▸ **TEXTO PROPORCIONADO**:
▬▬▬▬▬▬

Dicen que la patria es la madre que nunca abandona a sus hijos. Pero, al parecer, en el Perú esa madre está distraída, desmemoriada, quizá hasta cínica: se acuerda de los maestros cuando necesita que las urnas se llenen de votos, pero los olvida cuando esos mismos maestros ya no llenan aulas, sino pastilleros.

El escenario: el Perú. Los protagonistas: los cesantes y jubilados del sector Educación, protestando como quien se aferra a un último recreo, exigiendo lo que debería ser obvio: la promulgación inmediata de la ley de aumento de pensiones.

¿Exigiendo, dije? No. Reclamando, suplicando, casi implorando un derecho que no tendría por qué mendigarse. Porque las pensiones dignas no son dádivas ni limosnas electorales, son el pago tardío y, para muchos, ya inútil, por una vida dedicada a enseñar a un país que siempre olvida la tabla del nueve cuando se trata de gratitud.

Es irónico, casi cruel, escuchar que algunos contadores de miserias con calculadora en mano y corazón de hierro oxidado, califican esta reforma como una “carga económica” para el Estado.

▬▬▬▬▬▬

▸ **LÍNEAS DE DATOS**:
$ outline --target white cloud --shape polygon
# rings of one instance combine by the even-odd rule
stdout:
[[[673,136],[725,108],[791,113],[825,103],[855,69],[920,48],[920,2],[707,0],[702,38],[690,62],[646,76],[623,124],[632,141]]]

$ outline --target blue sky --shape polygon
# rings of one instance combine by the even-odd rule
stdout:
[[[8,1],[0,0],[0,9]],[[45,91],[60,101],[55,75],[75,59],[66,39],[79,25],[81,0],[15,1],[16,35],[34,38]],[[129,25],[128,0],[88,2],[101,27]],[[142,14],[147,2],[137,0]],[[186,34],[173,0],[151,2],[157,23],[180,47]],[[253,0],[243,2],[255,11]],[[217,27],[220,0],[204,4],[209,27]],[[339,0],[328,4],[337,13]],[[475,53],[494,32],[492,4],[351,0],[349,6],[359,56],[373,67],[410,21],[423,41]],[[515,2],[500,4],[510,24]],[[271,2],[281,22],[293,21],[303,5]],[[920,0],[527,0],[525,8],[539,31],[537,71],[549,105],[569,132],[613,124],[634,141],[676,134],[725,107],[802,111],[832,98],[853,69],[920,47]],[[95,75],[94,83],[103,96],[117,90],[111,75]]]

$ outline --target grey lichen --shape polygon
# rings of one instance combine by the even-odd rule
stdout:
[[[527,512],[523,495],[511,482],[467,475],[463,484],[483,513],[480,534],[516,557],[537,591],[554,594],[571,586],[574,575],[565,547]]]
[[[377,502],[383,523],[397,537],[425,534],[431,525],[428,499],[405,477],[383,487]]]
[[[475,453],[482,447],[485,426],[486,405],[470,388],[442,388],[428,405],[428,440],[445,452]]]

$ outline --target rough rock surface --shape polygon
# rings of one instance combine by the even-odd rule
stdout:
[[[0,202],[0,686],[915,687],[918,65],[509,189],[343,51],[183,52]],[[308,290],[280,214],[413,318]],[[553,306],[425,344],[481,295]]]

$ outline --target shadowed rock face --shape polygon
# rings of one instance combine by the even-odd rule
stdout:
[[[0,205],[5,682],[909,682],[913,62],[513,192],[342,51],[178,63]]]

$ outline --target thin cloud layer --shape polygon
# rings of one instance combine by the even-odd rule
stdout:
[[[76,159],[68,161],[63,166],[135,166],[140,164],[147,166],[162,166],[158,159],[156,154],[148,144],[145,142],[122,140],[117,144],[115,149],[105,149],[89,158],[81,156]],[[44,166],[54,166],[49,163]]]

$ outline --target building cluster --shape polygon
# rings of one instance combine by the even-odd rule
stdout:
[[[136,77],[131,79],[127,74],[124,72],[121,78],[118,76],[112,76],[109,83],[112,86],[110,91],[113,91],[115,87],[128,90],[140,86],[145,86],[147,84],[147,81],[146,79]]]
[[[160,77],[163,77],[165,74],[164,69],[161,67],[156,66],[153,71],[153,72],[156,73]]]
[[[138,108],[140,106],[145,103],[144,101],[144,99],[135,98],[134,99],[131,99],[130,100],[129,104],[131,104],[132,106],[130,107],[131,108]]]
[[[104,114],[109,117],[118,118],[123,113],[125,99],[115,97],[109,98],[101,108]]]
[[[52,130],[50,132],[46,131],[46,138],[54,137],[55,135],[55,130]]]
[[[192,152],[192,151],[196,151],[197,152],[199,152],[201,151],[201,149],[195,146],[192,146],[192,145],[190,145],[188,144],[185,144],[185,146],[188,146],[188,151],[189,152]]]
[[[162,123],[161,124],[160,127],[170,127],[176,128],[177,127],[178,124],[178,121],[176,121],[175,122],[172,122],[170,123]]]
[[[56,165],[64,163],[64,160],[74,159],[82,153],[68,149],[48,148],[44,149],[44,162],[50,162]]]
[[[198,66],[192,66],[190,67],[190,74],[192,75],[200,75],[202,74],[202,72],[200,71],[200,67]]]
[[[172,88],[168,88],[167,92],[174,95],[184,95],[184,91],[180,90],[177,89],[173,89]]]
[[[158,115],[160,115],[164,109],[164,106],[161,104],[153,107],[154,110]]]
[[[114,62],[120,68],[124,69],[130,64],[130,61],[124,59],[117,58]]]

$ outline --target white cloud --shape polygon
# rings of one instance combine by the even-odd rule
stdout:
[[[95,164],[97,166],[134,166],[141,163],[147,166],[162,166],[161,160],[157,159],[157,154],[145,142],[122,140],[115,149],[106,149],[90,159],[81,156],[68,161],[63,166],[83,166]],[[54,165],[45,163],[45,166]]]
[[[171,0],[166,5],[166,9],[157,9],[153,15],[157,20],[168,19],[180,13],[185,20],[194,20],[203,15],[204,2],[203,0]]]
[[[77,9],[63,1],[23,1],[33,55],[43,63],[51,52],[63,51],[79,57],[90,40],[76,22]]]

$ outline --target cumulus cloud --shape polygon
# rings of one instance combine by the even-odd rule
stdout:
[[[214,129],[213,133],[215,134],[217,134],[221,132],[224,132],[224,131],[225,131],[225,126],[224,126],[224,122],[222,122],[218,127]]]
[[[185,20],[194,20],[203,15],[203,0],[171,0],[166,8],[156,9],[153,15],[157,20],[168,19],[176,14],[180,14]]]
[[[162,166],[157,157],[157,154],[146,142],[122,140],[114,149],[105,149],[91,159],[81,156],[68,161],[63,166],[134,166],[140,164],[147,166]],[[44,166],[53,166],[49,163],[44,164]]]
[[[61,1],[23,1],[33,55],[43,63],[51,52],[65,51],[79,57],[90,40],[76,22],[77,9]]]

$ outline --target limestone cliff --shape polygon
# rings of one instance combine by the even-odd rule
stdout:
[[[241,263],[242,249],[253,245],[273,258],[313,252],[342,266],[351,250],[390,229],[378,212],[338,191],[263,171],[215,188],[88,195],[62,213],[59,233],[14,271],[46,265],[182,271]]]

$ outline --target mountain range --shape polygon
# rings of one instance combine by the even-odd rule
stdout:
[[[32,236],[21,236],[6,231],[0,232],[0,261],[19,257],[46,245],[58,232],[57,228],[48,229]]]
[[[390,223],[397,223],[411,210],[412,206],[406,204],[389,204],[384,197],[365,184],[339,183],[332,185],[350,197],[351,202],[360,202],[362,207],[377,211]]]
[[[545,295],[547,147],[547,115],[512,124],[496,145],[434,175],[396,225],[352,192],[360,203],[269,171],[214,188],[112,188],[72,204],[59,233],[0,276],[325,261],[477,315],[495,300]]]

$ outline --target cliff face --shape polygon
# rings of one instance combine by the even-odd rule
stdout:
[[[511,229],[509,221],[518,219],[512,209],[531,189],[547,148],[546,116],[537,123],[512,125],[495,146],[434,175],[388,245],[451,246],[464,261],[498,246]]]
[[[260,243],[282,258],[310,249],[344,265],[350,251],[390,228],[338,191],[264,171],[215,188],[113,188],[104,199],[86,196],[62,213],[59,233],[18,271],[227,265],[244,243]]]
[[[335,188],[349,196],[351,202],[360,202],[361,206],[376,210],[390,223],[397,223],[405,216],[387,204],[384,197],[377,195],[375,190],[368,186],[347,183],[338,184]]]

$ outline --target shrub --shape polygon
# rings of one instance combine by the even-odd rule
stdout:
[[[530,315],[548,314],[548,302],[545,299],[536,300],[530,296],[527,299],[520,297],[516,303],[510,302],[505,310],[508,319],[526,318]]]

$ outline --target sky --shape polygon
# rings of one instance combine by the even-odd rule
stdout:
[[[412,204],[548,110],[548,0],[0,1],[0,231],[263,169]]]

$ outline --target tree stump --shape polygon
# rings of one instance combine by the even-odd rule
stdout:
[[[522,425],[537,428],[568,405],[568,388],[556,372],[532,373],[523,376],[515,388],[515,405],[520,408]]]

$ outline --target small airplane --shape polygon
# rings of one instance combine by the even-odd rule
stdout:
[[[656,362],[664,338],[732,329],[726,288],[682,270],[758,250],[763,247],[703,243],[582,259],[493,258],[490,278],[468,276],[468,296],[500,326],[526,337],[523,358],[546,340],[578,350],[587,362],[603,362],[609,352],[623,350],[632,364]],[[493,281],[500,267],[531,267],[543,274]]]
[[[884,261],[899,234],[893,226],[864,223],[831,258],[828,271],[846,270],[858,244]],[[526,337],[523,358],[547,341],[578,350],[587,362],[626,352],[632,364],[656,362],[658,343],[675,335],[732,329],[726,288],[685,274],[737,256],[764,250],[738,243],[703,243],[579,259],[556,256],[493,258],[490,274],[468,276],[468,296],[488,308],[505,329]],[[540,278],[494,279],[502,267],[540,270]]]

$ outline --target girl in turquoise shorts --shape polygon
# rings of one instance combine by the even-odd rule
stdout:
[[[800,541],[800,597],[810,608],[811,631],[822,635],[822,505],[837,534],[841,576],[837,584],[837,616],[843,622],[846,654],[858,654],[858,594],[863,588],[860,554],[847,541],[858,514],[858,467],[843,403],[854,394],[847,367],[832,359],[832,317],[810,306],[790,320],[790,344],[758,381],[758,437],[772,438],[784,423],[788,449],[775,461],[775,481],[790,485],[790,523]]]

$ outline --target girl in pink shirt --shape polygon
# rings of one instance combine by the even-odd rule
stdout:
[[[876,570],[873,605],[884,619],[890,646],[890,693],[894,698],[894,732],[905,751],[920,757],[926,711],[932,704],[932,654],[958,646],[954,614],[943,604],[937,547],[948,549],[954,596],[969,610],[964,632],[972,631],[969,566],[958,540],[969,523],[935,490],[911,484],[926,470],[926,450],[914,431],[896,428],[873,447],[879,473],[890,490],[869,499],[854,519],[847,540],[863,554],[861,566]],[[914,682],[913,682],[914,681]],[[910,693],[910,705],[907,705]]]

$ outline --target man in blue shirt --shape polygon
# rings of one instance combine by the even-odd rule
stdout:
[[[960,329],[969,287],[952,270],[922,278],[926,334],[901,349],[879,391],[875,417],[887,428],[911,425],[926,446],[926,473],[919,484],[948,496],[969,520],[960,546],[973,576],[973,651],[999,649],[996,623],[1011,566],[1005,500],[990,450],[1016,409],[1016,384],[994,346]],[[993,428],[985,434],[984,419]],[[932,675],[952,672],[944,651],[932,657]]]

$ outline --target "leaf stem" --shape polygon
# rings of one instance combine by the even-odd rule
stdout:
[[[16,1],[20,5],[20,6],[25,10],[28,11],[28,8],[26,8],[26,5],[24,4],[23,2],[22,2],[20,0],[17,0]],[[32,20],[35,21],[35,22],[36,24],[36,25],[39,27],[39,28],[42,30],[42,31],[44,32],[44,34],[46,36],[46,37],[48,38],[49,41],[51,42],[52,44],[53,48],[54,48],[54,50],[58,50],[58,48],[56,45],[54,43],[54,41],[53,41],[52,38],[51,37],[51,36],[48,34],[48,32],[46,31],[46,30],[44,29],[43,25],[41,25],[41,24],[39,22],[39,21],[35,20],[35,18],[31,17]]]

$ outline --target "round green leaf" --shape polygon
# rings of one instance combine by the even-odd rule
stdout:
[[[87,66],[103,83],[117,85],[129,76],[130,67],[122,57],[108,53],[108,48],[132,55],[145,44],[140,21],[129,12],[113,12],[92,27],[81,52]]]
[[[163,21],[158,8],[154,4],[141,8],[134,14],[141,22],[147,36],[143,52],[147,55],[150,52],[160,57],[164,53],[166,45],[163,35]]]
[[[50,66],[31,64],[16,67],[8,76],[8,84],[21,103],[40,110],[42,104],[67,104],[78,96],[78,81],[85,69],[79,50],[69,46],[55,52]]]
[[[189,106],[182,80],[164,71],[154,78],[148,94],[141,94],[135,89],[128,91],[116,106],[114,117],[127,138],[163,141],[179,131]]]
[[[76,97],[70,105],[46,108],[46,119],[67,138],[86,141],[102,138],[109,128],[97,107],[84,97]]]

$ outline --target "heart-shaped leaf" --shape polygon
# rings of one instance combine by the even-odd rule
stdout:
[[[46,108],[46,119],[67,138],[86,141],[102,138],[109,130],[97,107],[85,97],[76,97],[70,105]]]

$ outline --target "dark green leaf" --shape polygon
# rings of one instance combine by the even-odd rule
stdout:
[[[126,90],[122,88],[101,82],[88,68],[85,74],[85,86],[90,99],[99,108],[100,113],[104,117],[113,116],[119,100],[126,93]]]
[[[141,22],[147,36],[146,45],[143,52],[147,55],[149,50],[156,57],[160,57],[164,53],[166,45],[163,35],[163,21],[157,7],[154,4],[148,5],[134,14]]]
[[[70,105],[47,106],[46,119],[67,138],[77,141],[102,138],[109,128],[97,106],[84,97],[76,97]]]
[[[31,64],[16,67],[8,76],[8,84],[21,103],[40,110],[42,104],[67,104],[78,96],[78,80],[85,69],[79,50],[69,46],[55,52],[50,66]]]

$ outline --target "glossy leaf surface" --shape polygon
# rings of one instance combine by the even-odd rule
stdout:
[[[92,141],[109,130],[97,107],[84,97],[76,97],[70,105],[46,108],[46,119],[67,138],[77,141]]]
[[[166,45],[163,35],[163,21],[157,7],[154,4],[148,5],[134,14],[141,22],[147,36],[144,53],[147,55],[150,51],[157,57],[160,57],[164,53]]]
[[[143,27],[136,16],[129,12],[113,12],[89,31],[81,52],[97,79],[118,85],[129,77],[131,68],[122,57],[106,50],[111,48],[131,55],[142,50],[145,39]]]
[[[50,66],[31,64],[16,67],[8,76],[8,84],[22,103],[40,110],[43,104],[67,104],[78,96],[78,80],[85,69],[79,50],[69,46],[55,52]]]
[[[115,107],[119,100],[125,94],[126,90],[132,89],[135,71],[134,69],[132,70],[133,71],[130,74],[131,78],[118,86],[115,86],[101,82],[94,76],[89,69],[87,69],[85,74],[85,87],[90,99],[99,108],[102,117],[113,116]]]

▬▬▬▬▬▬

▸ **LISTA DE TAREAS**:
a - Contesta estas preguntas sobre el texto acerca de las pensiones del magisterio:
(i) ¿Cuándo se acuerda la patria de los maestros?
(ii) ¿Qué exigen los cesantes y jubilados del sector Educación?
(iii) ¿Cómo califican la reforma algunos contadores de miserias?
b - ¿Puedes reescribir el pasaje del texto acerca de las pensiones del magisterio que empieza en "Dicen que la" y termina después de "aumento de pensiones.", poniendo "docentes" en lugar de "maestros"?
Los registros son un material independiente del texto.

▸ **RESPUESTAS POR TAREA**:
a -
(i) Cuando necesita que las urnas se llenen de votos.
(ii) La promulgación inmediata de la ley de aumento de pensiones.
(iii) Como una "carga económica" para el Estado.

b -
Dicen que la patria es la madre que nunca abandona a sus hijos. Pero, al parecer, en el Perú esa madre está distraída, desmemoriada, quizá hasta cínica: se acuerda de los docentes cuando necesita que las urnas se llenen de votos, pero los olvida cuando esos mismos docentes ya no llenan aulas, sino pastilleros.

El escenario: el Perú. Los protagonistas: los cesantes y jubilados del sector Educación, protestando como quien se aferra a un último recreo, exigiendo lo que debería ser obvio: la promulgación inmediata de la ley de aumento de pensiones.